» **Your task**
Can you render every line of the entries below as a JSON list of strings, one string per line, with blank lines skipped and the pictures left out?

» **Working data**
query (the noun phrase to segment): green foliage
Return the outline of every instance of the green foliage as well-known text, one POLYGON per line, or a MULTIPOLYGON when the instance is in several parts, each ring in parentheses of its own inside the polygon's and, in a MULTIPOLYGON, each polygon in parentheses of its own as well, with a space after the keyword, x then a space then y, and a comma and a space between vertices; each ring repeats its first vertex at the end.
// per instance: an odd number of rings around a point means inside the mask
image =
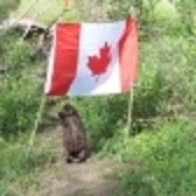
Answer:
POLYGON ((17 142, 0 141, 0 195, 15 195, 21 187, 25 190, 32 184, 30 175, 51 163, 45 144, 35 145, 27 157, 27 136, 17 142))
POLYGON ((27 80, 5 87, 0 96, 0 134, 6 139, 27 131, 35 119, 39 96, 27 80), (23 85, 26 86, 23 86, 23 85))
POLYGON ((130 171, 119 174, 130 195, 196 194, 195 128, 195 123, 181 119, 132 139, 119 134, 110 141, 107 153, 132 160, 130 171))
POLYGON ((0 135, 9 139, 33 124, 40 101, 40 84, 31 73, 29 53, 33 44, 20 42, 17 31, 8 32, 1 42, 2 64, 7 71, 1 79, 0 135))
POLYGON ((0 21, 5 19, 11 10, 19 5, 20 0, 0 0, 0 21))

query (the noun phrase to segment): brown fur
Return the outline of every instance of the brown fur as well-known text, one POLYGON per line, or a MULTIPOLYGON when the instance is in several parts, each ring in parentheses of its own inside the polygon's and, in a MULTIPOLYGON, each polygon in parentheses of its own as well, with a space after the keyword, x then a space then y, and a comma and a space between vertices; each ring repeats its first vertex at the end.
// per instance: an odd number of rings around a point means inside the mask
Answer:
POLYGON ((86 131, 76 109, 66 104, 59 112, 63 127, 63 146, 67 162, 82 162, 87 158, 86 131))

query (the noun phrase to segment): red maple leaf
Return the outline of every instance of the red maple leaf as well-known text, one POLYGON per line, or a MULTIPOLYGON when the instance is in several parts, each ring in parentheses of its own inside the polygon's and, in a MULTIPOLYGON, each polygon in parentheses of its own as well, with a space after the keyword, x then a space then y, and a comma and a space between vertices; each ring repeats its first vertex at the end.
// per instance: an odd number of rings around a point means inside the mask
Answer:
POLYGON ((101 75, 107 71, 108 65, 111 61, 110 55, 111 47, 107 42, 99 50, 99 55, 93 55, 88 57, 87 66, 91 70, 93 75, 101 75))

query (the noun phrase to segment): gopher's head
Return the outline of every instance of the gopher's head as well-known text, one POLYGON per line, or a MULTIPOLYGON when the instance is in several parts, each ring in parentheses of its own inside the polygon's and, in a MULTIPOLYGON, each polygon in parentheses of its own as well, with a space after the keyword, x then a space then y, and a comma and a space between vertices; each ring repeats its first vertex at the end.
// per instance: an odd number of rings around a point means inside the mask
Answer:
POLYGON ((63 106, 62 111, 58 113, 58 116, 61 120, 64 120, 67 117, 78 116, 78 112, 71 104, 66 104, 63 106))

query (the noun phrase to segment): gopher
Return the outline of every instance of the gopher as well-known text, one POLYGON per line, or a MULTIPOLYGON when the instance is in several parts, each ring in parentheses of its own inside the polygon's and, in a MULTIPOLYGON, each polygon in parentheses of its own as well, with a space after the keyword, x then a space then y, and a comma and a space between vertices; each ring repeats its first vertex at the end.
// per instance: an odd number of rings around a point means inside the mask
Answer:
POLYGON ((63 146, 68 163, 79 163, 87 158, 86 131, 76 109, 66 104, 59 112, 63 128, 63 146))

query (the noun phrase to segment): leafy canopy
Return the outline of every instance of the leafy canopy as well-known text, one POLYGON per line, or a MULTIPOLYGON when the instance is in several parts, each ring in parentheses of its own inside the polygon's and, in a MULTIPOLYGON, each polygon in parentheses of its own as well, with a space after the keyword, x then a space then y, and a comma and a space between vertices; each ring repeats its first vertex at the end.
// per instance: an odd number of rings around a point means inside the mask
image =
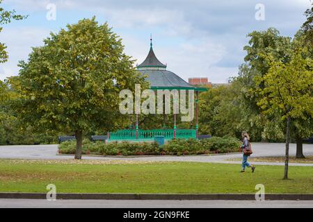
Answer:
POLYGON ((146 83, 106 23, 93 17, 67 27, 20 63, 21 115, 36 128, 112 130, 125 118, 118 112, 120 91, 146 83))
MULTIPOLYGON (((22 20, 26 18, 26 16, 17 15, 15 10, 7 11, 1 6, 3 1, 0 0, 0 33, 2 31, 2 25, 9 24, 12 20, 22 20)), ((0 42, 0 63, 8 61, 8 56, 6 51, 6 46, 4 43, 0 42)))

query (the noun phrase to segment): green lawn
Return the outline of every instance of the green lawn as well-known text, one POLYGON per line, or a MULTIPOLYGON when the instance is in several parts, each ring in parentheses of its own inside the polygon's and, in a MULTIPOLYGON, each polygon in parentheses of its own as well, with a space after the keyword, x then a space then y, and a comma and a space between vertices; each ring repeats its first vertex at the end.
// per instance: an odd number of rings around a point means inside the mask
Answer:
POLYGON ((257 166, 254 174, 240 165, 192 162, 120 161, 0 161, 0 191, 58 193, 252 194, 257 184, 266 192, 313 194, 313 167, 257 166))

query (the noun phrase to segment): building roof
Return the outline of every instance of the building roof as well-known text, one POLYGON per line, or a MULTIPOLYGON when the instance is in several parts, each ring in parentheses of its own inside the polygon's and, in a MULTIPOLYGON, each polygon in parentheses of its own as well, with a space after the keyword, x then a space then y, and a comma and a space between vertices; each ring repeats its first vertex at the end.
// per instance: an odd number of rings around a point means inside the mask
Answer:
POLYGON ((155 56, 152 44, 145 60, 137 66, 138 71, 146 76, 146 80, 150 83, 152 89, 193 89, 207 91, 206 88, 199 88, 188 84, 182 78, 172 71, 166 70, 166 65, 162 64, 155 56))
POLYGON ((143 61, 143 63, 139 65, 138 68, 142 67, 160 67, 166 68, 166 65, 161 62, 155 56, 154 52, 153 51, 152 45, 151 45, 150 51, 147 56, 147 58, 143 61))

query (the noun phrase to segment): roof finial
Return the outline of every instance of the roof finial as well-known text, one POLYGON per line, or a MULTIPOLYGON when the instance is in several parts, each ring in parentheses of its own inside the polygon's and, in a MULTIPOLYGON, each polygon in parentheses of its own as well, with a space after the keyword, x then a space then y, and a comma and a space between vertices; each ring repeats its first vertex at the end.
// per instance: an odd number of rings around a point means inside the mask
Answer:
POLYGON ((150 35, 150 46, 152 48, 152 34, 150 35))

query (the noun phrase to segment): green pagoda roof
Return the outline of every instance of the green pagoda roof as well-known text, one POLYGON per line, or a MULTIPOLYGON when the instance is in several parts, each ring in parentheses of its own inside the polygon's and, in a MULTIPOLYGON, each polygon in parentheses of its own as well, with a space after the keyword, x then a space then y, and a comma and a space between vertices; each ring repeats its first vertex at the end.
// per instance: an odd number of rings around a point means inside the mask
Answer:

» **Written answer**
[
  "query (the noun phrase to segment): green foliage",
  "Return the outline of every instance of the green foliage as well-known text, one POLYGON per line, or a MULTIPOLYGON when the instance is in several parts, each ring in parentheses of its own inside the polygon's and, in a MULTIPOLYGON, each polygon in parentheses of its own as well, with a space after the keyword, x then a space then y, and a comma and a space between vertices; each ring repeats its first vertex at the end.",
  "// per instance: an odd number of rings around a point means inside the mask",
  "image =",
  "Answer:",
  "POLYGON ((17 142, 0 141, 0 195, 15 195, 21 187, 25 190, 32 184, 30 175, 51 163, 45 144, 35 145, 27 157, 27 136, 17 142))",
  "POLYGON ((27 80, 5 87, 0 96, 0 134, 6 139, 27 131, 35 119, 39 96, 27 80), (23 85, 26 86, 23 86, 23 85))",
  "POLYGON ((130 171, 119 174, 130 195, 196 194, 195 128, 195 123, 181 119, 132 139, 119 134, 110 141, 107 153, 132 160, 130 171))",
  "POLYGON ((0 135, 9 139, 33 124, 40 101, 40 84, 31 73, 29 53, 33 44, 20 42, 17 31, 8 32, 1 42, 2 64, 7 71, 1 79, 0 135))",
  "POLYGON ((0 21, 5 19, 11 10, 19 5, 20 0, 0 0, 0 21))",
  "query (the noun phrase to segment): brown fur",
  "Return the outline of every instance of the brown fur as well-known text, one POLYGON per line, or a MULTIPOLYGON when the instance is in several parts, each ring in parentheses of its own inside the polygon's and, in a MULTIPOLYGON, each polygon in parentheses of its own as well, with a space after the keyword, x then a space then y, and a comma and a space between vertices; each ring repeats its first vertex at the end.",
  "// per instance: an odd number of rings around a point means inside the mask",
  "Answer:",
  "POLYGON ((86 131, 76 109, 66 104, 59 112, 63 127, 63 146, 67 162, 82 162, 87 158, 86 131))",
  "query (the noun phrase to segment): red maple leaf",
  "Return the outline of every instance of the red maple leaf as well-known text, one POLYGON per line, or a MULTIPOLYGON when the instance is in several parts, each ring in parentheses of its own inside the polygon's and, in a MULTIPOLYGON, each polygon in parentheses of its own as well, with a space after the keyword, x then a space then y, and a comma and a space between vertices; each ring repeats its first vertex at the end.",
  "// per instance: an odd number of rings around a point means inside the mask",
  "Answer:",
  "POLYGON ((101 75, 107 71, 108 65, 111 61, 110 55, 111 47, 107 42, 99 50, 99 55, 93 55, 88 57, 87 66, 91 70, 93 75, 101 75))",
  "query (the noun phrase to segment): gopher's head",
  "Return the outline of every instance of the gopher's head as well-known text, one POLYGON per line, or a MULTIPOLYGON when the instance is in several parts, each ring in parentheses of its own inside the polygon's and, in a MULTIPOLYGON, each polygon in parentheses of its own as well, with a space after the keyword, x then a space then y, and a comma and a space between vertices; each ring repeats its first vertex at the end.",
  "// per instance: an odd number of rings around a point means inside the mask",
  "Answer:",
  "POLYGON ((63 106, 62 111, 58 113, 58 116, 61 120, 64 120, 67 117, 78 116, 78 112, 71 104, 66 104, 63 106))",
  "query (the noun phrase to segment): gopher",
  "Return the outline of every instance of the gopher as well-known text, one POLYGON per line, or a MULTIPOLYGON when the instance is in several parts, each ring in parentheses of its own inside the polygon's and, in a MULTIPOLYGON, each polygon in parentheses of its own as well, with a space after the keyword, x then a space then y, and a comma and a space between vertices; each ring repeats its first vertex at the end.",
  "// per instance: an odd number of rings around a point means inside the mask",
  "Answer:",
  "POLYGON ((63 146, 68 163, 79 163, 87 158, 86 131, 76 109, 66 104, 59 112, 63 128, 63 146))",
  "query (the noun phrase to segment): leafy canopy",
  "Return the outline of every instance of the leafy canopy as well-known text, one POLYGON per line, or a MULTIPOLYGON when the instance is in several parts, each ring in parentheses of its own inside the polygon's and, in a MULTIPOLYGON, each polygon in parentheses of its own as well, with a space after the keyword, x then a space then y, and a comma and a space between vertices; each ring repeats its first vertex at the end.",
  "// per instance: an odd number of rings around a point means inside the mask",
  "image =",
  "Answer:",
  "POLYGON ((146 83, 106 23, 93 17, 67 27, 20 63, 21 115, 36 128, 112 130, 125 118, 118 112, 120 91, 146 83))",
  "MULTIPOLYGON (((22 20, 26 18, 26 16, 17 15, 15 10, 7 11, 1 6, 3 1, 0 0, 0 33, 2 31, 2 25, 9 24, 12 20, 22 20)), ((0 42, 0 63, 8 61, 8 56, 6 51, 6 46, 4 43, 0 42)))",
  "query (the noun phrase to segment): green lawn",
  "Return the outline of every instance of the green lawn as well-known text, one POLYGON per line, or a MULTIPOLYGON when the instance is in several parts, each ring in parentheses of its own inside the polygon's and, in a MULTIPOLYGON, each polygon in parentheses of its own as well, with a space after the keyword, x then a space then y, and a comma and a space between vertices; each ring repeats its first vertex at the end.",
  "// per instance: an odd number of rings around a point means inside the mask",
  "Answer:",
  "POLYGON ((257 166, 254 174, 240 165, 192 162, 120 161, 0 161, 0 191, 58 193, 252 194, 257 184, 266 192, 313 194, 313 167, 257 166))",
  "query (the noun phrase to segment): building roof",
  "Return the outline of every instance of the building roof as well-known text, one POLYGON per line, or a MULTIPOLYGON when the instance is in several parts, each ring in parentheses of its own inside the polygon's and, in a MULTIPOLYGON, each polygon in parentheses of its own as well, with a space after the keyword, x then a space then y, and a comma and a space between vertices; each ring repeats its first vertex at the end.",
  "// per instance: an odd number of rings around a point means inside the mask",
  "Answer:",
  "POLYGON ((155 56, 152 44, 145 60, 137 66, 138 71, 146 76, 146 80, 150 83, 152 89, 193 89, 207 91, 206 88, 199 88, 188 84, 182 78, 172 71, 166 70, 166 65, 162 64, 155 56))",
  "POLYGON ((143 61, 143 63, 139 65, 138 68, 142 67, 160 67, 166 68, 166 65, 161 62, 155 56, 154 52, 153 51, 152 45, 151 45, 150 51, 147 56, 147 58, 143 61))",
  "query (the noun phrase to segment): roof finial",
  "Return the outline of every instance of the roof finial as well-known text, one POLYGON per line, or a MULTIPOLYGON when the instance is in several parts, each ring in parentheses of its own inside the polygon's and, in a MULTIPOLYGON, each polygon in parentheses of its own as well, with a space after the keyword, x then a space then y, and a comma and a space between vertices; each ring repeats its first vertex at the end.",
  "// per instance: an odd number of rings around a point means inside the mask",
  "Answer:",
  "POLYGON ((150 35, 150 46, 152 48, 152 34, 150 35))",
  "query (the noun phrase to segment): green pagoda roof",
  "Return the outline of every instance of the green pagoda roof as well-known text, one POLYGON per line, or a MULTIPOLYGON when the instance is in several parts, each ring in parentheses of its own inside the polygon's and, in a MULTIPOLYGON, each polygon in parentheses of its own as well, with a space after the keyword, x then a space then y, and a comma and a space between vertices; each ring repeats its first vertex at the end.",
  "// per instance: an odd number of rings around a point means inside the mask",
  "Answer:"
]